## What is required
In the entries below, switch every "tree bark" to "pine bark" and give the lines again with nothing else changed. Leave the pictures out of your answer.

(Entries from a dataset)
+++

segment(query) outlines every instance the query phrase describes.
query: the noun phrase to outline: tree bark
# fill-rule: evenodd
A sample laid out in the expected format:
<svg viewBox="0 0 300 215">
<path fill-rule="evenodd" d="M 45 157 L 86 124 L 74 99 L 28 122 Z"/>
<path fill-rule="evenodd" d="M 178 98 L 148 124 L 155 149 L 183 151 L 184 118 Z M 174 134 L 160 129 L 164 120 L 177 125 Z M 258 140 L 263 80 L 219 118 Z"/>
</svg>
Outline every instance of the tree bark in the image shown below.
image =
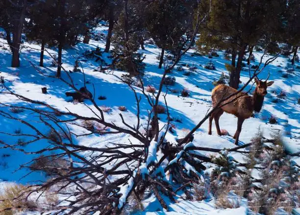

+++

## Output below
segment(query) outlines every instance the query phrase describes.
query: the noun phrase to outline: pine bark
# fill-rule: evenodd
A sample laid out in the expected format:
<svg viewBox="0 0 300 215">
<path fill-rule="evenodd" d="M 45 157 L 86 124 L 74 99 L 28 122 Z"/>
<path fill-rule="evenodd" d="M 178 98 L 148 124 L 155 149 L 183 151 L 184 118 Z M 174 134 L 160 129 L 164 120 L 177 125 Z M 258 140 L 263 80 L 219 118 Z"/>
</svg>
Outline every instance of the pine bark in the image shown below.
image =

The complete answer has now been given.